REQUIRED ACTION: Filter the material below and keep only the lines that contain the string "positive".

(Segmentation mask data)
------------------------------------------------------------

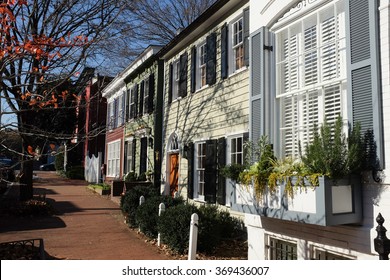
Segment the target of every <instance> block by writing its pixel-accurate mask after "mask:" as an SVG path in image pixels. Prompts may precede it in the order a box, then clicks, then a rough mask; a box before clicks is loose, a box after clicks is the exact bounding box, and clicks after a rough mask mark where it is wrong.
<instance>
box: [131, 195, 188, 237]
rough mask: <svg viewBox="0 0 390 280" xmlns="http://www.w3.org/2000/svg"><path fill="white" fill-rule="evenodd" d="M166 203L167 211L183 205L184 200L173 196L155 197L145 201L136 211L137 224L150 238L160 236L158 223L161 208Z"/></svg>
mask: <svg viewBox="0 0 390 280" xmlns="http://www.w3.org/2000/svg"><path fill="white" fill-rule="evenodd" d="M160 203H164V205H165V209H168V208H169V207H172V206H175V205H179V204H183V203H184V201H183V199H182V198H181V197H180V198H172V197H171V196H165V195H164V196H160V195H159V196H153V197H150V198H148V199H146V200H145V203H143V204H142V205H141V206H139V207H138V208H137V210H136V216H135V220H136V224H137V226H138V227H139V228H140V230H141V232H142V233H144V234H145V235H146V236H148V237H150V238H156V237H157V235H158V229H157V221H158V219H159V216H158V213H159V206H160Z"/></svg>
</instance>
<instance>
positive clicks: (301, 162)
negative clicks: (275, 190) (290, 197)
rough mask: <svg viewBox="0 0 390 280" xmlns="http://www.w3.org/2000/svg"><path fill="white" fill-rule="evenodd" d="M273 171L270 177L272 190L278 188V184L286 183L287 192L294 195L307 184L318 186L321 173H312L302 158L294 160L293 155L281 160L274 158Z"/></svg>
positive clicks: (273, 161)
mask: <svg viewBox="0 0 390 280" xmlns="http://www.w3.org/2000/svg"><path fill="white" fill-rule="evenodd" d="M272 165H273V168H272V172H271V174H270V176H269V177H268V186H269V188H270V189H271V190H273V191H274V190H276V188H277V186H278V184H280V183H283V184H284V185H285V192H286V193H287V195H288V196H290V197H293V196H294V193H295V192H296V191H297V190H298V189H300V188H306V187H307V186H310V187H316V186H318V177H319V176H321V174H319V173H310V171H309V170H308V169H307V168H306V166H305V165H304V164H303V162H302V161H300V160H293V158H292V157H286V158H284V159H281V160H272Z"/></svg>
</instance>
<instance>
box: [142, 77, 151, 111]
mask: <svg viewBox="0 0 390 280" xmlns="http://www.w3.org/2000/svg"><path fill="white" fill-rule="evenodd" d="M143 96H144V102H143V110H142V111H143V113H144V114H146V113H148V112H149V79H145V81H144V94H143Z"/></svg>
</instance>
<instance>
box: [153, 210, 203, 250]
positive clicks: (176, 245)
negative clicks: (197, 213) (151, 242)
mask: <svg viewBox="0 0 390 280" xmlns="http://www.w3.org/2000/svg"><path fill="white" fill-rule="evenodd" d="M197 211H198V208H197V207H196V206H195V205H192V204H180V205H177V206H175V207H170V208H168V209H167V210H165V212H164V213H163V214H162V215H161V216H160V218H159V219H158V223H157V229H158V232H160V234H161V241H162V242H163V243H164V244H166V245H168V246H169V247H170V248H171V249H172V250H174V251H176V252H178V253H180V254H183V253H184V252H186V251H187V249H188V245H189V238H190V222H191V215H192V214H193V213H196V212H197Z"/></svg>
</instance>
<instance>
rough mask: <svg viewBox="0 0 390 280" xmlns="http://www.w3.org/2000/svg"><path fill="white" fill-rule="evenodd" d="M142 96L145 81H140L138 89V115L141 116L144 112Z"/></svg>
mask: <svg viewBox="0 0 390 280" xmlns="http://www.w3.org/2000/svg"><path fill="white" fill-rule="evenodd" d="M144 96H145V81H142V82H141V84H140V91H139V104H138V106H139V109H138V112H139V116H140V117H142V115H143V114H144Z"/></svg>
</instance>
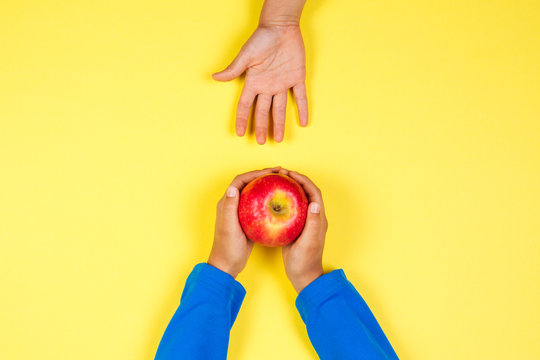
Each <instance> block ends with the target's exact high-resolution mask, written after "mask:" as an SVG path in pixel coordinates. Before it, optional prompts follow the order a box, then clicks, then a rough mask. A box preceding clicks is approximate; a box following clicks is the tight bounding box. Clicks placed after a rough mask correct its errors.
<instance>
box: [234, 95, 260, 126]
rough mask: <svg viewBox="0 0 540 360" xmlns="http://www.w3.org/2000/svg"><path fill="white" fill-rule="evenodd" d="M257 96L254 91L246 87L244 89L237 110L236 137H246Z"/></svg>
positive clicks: (238, 100) (236, 115)
mask: <svg viewBox="0 0 540 360" xmlns="http://www.w3.org/2000/svg"><path fill="white" fill-rule="evenodd" d="M256 95H257V94H256V93H255V92H254V91H253V90H251V89H249V88H248V87H246V86H244V88H243V89H242V94H241V95H240V100H238V106H237V108H236V135H238V136H244V134H245V133H246V129H247V124H248V120H249V113H250V111H251V105H253V100H255V96H256Z"/></svg>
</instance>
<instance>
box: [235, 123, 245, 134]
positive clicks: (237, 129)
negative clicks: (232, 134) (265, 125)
mask: <svg viewBox="0 0 540 360" xmlns="http://www.w3.org/2000/svg"><path fill="white" fill-rule="evenodd" d="M245 134H246V128H245V126H241V125H238V126H236V135H238V136H244V135H245Z"/></svg>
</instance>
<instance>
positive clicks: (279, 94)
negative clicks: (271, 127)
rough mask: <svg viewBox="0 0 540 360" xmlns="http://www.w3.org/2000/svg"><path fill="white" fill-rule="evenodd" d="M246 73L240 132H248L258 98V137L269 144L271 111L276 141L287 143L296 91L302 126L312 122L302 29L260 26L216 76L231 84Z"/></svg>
mask: <svg viewBox="0 0 540 360" xmlns="http://www.w3.org/2000/svg"><path fill="white" fill-rule="evenodd" d="M244 72H245V73H246V78H245V84H244V89H243V90H242V95H240V100H239V101H238V107H237V110H236V133H237V135H238V136H243V135H244V134H245V133H246V128H247V124H248V119H249V114H250V110H251V107H252V106H253V104H254V102H255V99H256V105H255V111H254V113H255V135H256V138H257V142H258V143H259V144H264V143H265V142H266V134H267V131H268V124H269V120H270V118H269V116H270V109H272V117H273V120H274V139H275V140H276V141H278V142H280V141H282V140H283V135H284V131H285V113H286V107H287V92H288V90H289V89H292V90H293V93H294V97H295V100H296V104H297V107H298V116H299V119H300V125H302V126H306V125H307V122H308V107H307V97H306V87H305V83H304V82H305V78H306V67H305V51H304V43H303V41H302V34H301V33H300V28H299V27H298V26H260V27H258V28H257V30H255V32H254V33H253V34H252V35H251V37H250V38H249V40H248V41H247V42H246V43H245V44H244V46H243V47H242V49H241V50H240V52H239V53H238V56H237V57H236V58H235V59H234V61H233V62H232V63H231V64H230V65H229V66H228V67H227V68H226V69H225V70H223V71H221V72H219V73H216V74H214V75H213V77H214V79H216V80H218V81H230V80H232V79H235V78H237V77H238V76H240V75H241V74H243V73H244Z"/></svg>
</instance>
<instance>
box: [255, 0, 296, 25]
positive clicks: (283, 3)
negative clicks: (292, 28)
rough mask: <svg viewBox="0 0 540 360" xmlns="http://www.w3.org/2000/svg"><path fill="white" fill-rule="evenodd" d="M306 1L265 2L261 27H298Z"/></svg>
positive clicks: (273, 1) (283, 1)
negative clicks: (297, 26) (283, 26)
mask: <svg viewBox="0 0 540 360" xmlns="http://www.w3.org/2000/svg"><path fill="white" fill-rule="evenodd" d="M305 2H306V0H273V1H269V0H267V1H265V2H264V5H263V8H262V11H261V16H260V18H259V26H298V25H299V24H300V16H301V15H302V9H303V8H304V4H305Z"/></svg>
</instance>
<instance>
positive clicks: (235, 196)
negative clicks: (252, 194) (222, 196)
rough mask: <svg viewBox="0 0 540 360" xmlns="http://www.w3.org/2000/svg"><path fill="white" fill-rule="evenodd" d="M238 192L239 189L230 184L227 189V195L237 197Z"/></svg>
mask: <svg viewBox="0 0 540 360" xmlns="http://www.w3.org/2000/svg"><path fill="white" fill-rule="evenodd" d="M237 193H238V189H237V188H235V187H234V186H229V188H228V189H227V197H236V194H237Z"/></svg>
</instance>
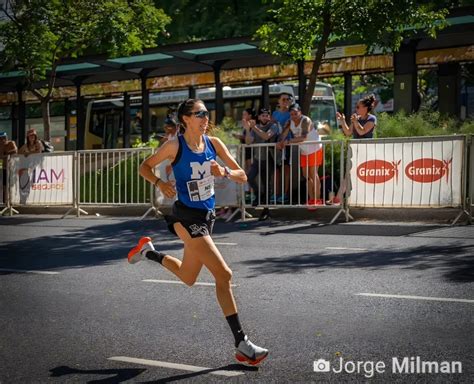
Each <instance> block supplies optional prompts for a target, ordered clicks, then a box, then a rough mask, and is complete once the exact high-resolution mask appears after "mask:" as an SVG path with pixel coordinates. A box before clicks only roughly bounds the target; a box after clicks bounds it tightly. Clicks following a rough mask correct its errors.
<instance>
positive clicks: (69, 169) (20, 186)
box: [10, 154, 74, 205]
mask: <svg viewBox="0 0 474 384" xmlns="http://www.w3.org/2000/svg"><path fill="white" fill-rule="evenodd" d="M73 158H74V155H73V154H70V155H69V154H68V155H56V154H53V155H45V154H34V155H29V156H27V157H25V156H13V157H12V158H11V163H10V164H11V165H10V166H11V168H10V171H11V175H12V177H11V191H12V196H11V198H12V204H13V205H71V204H73V203H74V197H73Z"/></svg>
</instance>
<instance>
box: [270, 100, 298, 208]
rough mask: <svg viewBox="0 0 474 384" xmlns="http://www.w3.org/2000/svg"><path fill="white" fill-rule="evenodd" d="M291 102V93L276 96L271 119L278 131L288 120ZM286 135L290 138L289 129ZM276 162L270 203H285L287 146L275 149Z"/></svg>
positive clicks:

------------------------------------------------------------

WRITTEN SOLUTION:
positive clicks: (301, 162)
positive clicks: (273, 161)
positive clicks: (176, 245)
positive clicks: (238, 100) (236, 115)
positive clicks: (237, 129)
positive clicks: (279, 94)
positive clicks: (283, 3)
positive clicks: (273, 1) (283, 1)
positive clicks: (235, 196)
positive clicks: (69, 169) (20, 186)
positive clicks:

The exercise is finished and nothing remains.